If a line in the data holds the string "monkey", list it.

** Extracted entries follows **

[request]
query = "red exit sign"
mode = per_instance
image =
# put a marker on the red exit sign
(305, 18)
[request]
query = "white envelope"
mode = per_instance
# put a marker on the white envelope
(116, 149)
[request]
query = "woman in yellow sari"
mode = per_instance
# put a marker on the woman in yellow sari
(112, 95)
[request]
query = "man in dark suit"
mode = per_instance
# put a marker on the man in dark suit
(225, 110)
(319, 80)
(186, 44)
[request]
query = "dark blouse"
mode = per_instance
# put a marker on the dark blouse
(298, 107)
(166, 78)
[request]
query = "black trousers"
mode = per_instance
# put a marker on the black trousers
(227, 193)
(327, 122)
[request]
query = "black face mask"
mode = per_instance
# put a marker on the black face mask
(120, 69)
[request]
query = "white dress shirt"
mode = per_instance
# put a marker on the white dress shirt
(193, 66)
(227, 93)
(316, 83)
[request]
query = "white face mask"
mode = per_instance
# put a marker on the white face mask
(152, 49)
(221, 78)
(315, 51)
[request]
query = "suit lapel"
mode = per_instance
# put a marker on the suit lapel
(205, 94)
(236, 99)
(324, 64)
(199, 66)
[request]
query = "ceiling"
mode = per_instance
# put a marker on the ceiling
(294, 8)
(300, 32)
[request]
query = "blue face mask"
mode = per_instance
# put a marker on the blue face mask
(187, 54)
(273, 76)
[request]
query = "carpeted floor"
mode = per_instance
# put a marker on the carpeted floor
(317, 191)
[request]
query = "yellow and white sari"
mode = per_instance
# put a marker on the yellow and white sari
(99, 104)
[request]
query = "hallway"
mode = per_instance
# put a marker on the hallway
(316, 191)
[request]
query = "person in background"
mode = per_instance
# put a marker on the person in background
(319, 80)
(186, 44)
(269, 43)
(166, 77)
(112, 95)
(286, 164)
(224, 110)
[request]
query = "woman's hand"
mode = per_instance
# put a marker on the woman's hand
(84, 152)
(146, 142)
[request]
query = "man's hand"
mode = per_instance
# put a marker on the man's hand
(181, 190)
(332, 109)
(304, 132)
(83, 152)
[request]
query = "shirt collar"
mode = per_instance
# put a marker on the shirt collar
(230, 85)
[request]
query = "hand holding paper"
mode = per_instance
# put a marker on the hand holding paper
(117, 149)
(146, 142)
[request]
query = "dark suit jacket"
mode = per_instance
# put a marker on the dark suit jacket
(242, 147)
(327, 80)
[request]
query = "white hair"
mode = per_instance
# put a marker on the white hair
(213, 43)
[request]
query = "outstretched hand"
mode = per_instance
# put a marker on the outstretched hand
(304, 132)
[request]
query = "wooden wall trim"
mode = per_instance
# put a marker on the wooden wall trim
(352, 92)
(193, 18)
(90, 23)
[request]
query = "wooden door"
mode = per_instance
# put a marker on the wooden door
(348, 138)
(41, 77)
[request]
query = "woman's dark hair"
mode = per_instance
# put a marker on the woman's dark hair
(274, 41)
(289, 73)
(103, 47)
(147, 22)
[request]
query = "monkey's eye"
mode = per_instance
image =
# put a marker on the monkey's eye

** End of Extracted entries **
** Extracted entries follows **

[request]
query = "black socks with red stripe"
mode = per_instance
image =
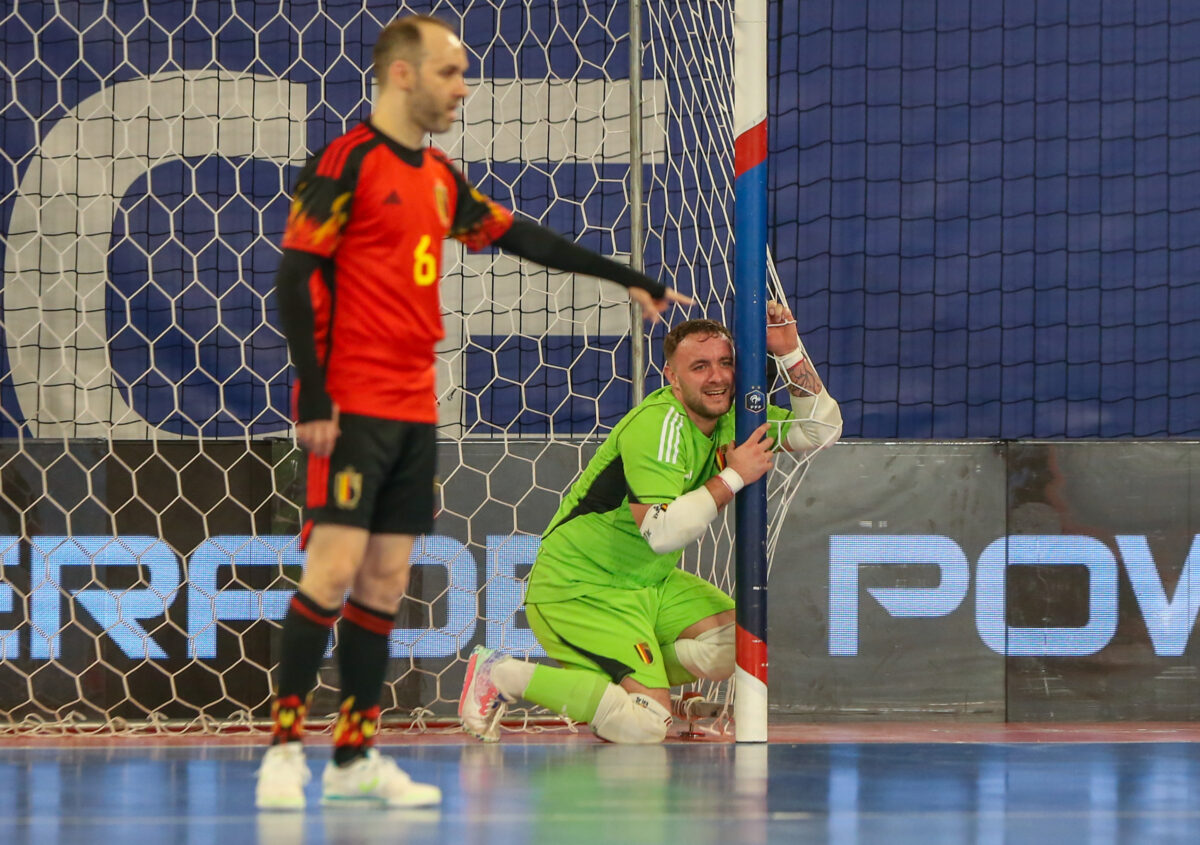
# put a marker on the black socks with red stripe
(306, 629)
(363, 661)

** End of Extracted entries **
** Extracted entries follows **

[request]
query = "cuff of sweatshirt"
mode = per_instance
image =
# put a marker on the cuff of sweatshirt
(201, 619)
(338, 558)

** End of Extracted entries **

> **Exercise result**:
query = "monkey's eye"
# put a marker on the monkey's eye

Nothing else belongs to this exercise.